*TASK STATEMENT*.
Can you copy out the mailing-list thread below on the split kernel and CUDA, word for word and in full?

[Bf-cycles] split kernel and CUDA

Fri May 27 16:26:31 CEST 2016

That is weird, ptax reports stack for each of the functions here..

Anyway, got a quick implementation of stackless BVH traversal [1]. It's
currently quite slower (like, 20%), but it totally lacks
closest-child-traversal heuristic, so hopefully by bringing it back we can
compensate for the speed. However, what's much more weird, memory usage
difference is next to nothing here (it's less than 1% even with fully empty
scene).

Would be nice if someone makes additional tests on a higher level cards,
maybe there'll be a difference (i was testing 760 and c2075 so far).

[1] https://developer.blender.org/D2032

On Wed, May 25, 2016 at 10:29 AM, Brecht Van Lommel <
brechtvanlommel at pandora.be> wrote:

> Windows 10, CUDA toolkit 7.5, GTX 960 (sm_52).
>
> For the stack ptxas output, it reports "0 bytes stack frame" for all
> functions expect the entry functions here. For the spills, if you add
> those up it seems to exceed the numbers in the entry function, so I
> guess it does not include all nested functions.
>
> On Wed, May 25, 2016 at 9:17 AM, Sergey Sharybin <sergey.vfx at gmail.com>
> wrote:
> > Brecht, that's a real nice breakdown! Question tho, what OS and GPU you
> > used? I've been playing a bit last night with setting BVH stack stack to
> 4
> > and didn't see measurable difference in neither GPU memory consumption
> nor
> > in compiler output, which is rather weird.
> >
> > Side question: the stats of stack/spills reported by PTex about entry
> > function, does it include all nested function calls or it's only a stats
> of
> > kernel function itself?

*DATA SECTION*.
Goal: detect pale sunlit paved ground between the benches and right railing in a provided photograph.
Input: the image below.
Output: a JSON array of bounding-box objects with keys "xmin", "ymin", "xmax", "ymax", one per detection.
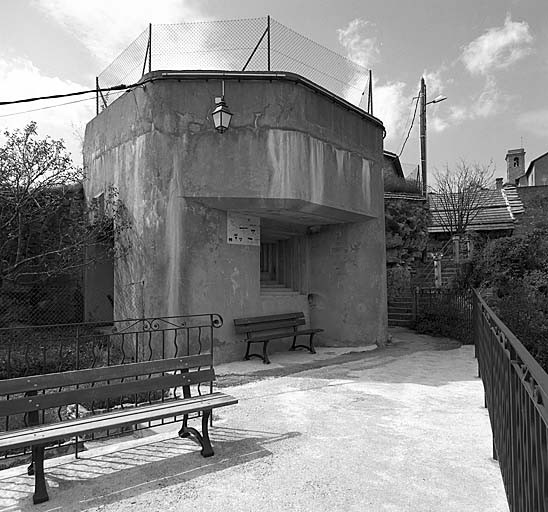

*EXERCISE RESULT*.
[Bf-cycles] split kernel and CUDA

Fri May 27 16:26:31 CEST 2016

That is weird, ptax reports stack for each of the functions here..

Anyway, got a quick implementation of stackless BVH traversal [1]. It's
currently quite slower (like, 20%), but it totally lacks
closest-child-traversal heuristic, so hopefully by bringing it back we can
compensate for the speed. However, what's much more weird, memory usage
difference is next to nothing here (it's less than 1% even with fully empty
scene).

Would be nice if someone makes additional tests on a higher level cards,
maybe there'll be a difference (i was testing 760 and c2075 so far).

[1] https://developer.blender.org/D2032

On Wed, May 25, 2016 at 10:29 AM, Brecht Van Lommel <
brechtvanlommel at pandora.be> wrote:

> Windows 10, CUDA toolkit 7.5, GTX 960 (sm_52).
>
> For the stack ptxas output, it reports "0 bytes stack frame" for all
> functions expect the entry functions here. For the spills, if you add
> those up it seems to exceed the numbers in the entry function, so I
> guess it does not include all nested functions.
>
> On Wed, May 25, 2016 at 9:17 AM, Sergey Sharybin <sergey.vfx at gmail.com>
> wrote:
> > Brecht, that's a real nice breakdown! Question tho, what OS and GPU you
> > used? I've been playing a bit last night with setting BVH stack stack to
> 4
> > and didn't see measurable difference in neither GPU memory consumption
> nor
> > in compiler output, which is rather weird.
> >
> > Side question: the stats of stack/spills reported by PTex about entry
> > function, does it include all nested function calls or it's only a stats
> of
> > kernel function itself?